Short task. Edit the material below by changing "instance" to "item" wherever it occurs, and leave every other part of each line as it is.
━━━━━━━━
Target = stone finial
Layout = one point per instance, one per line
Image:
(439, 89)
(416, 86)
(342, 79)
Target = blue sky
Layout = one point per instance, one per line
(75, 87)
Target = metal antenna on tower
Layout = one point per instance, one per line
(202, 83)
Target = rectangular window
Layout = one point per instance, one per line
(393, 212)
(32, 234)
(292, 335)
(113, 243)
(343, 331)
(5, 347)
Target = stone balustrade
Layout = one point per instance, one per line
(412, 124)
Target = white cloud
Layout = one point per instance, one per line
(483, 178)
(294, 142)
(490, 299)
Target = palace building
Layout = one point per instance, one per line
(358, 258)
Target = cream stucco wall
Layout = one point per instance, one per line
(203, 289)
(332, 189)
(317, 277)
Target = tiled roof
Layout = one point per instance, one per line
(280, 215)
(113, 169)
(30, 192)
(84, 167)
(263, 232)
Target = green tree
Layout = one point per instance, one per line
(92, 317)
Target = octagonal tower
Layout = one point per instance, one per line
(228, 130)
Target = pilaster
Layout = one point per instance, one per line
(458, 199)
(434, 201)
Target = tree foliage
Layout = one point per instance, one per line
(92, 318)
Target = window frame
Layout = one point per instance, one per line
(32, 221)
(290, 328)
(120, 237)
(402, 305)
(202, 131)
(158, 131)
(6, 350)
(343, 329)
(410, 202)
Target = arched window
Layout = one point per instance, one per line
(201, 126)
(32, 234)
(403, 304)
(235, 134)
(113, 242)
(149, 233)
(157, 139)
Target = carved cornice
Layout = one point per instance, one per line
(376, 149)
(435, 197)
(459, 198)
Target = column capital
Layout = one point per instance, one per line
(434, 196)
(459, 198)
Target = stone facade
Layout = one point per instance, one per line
━━━━━━━━
Exercise solution.
Target = stone finial
Layout = one point per item, one per line
Image:
(439, 89)
(416, 86)
(342, 79)
Target = blue sky
Layout = one point per item, one per line
(75, 87)
Target = metal antenna on tower
Layout = one point per item, one per line
(202, 83)
Target = rectangular window
Layout = one point per item, one per line
(393, 212)
(32, 234)
(292, 335)
(113, 243)
(343, 331)
(5, 347)
Target = stone balustrade
Layout = one point per item, one per line
(412, 124)
Target = white cloud
Layout = one point per item, one per line
(483, 178)
(294, 142)
(490, 299)
Target = palace building
Layout = one point per item, one per line
(358, 258)
Target = cream stucco wall
Layout = one point per item, one per line
(203, 289)
(332, 189)
(317, 277)
Target = tiled roof
Layout = one point per item, one per line
(280, 215)
(113, 169)
(30, 192)
(84, 167)
(263, 232)
Target = green tree
Layout = one point per item, one per line
(92, 317)
Target = octagonal tower
Layout = one point per item, one per line
(228, 130)
Target = pilaster
Layout = one point per item, one per line
(458, 199)
(434, 201)
Target = tree foliage
Layout = one point per item, one per line
(92, 318)
Target = window frame
Layout = one point per item, one per line
(32, 221)
(290, 328)
(120, 237)
(402, 305)
(202, 131)
(158, 131)
(6, 350)
(343, 329)
(410, 202)
Target = arched window
Layout = one point per item, one per line
(201, 126)
(32, 234)
(403, 304)
(235, 134)
(113, 242)
(149, 233)
(157, 139)
Target = carved cornice
Layout = one point per item, one per line
(376, 149)
(435, 197)
(459, 198)
Target = column capital
Layout = one point per item, one per line
(434, 196)
(459, 198)
Target = stone facade
Layout = one point per item, one per line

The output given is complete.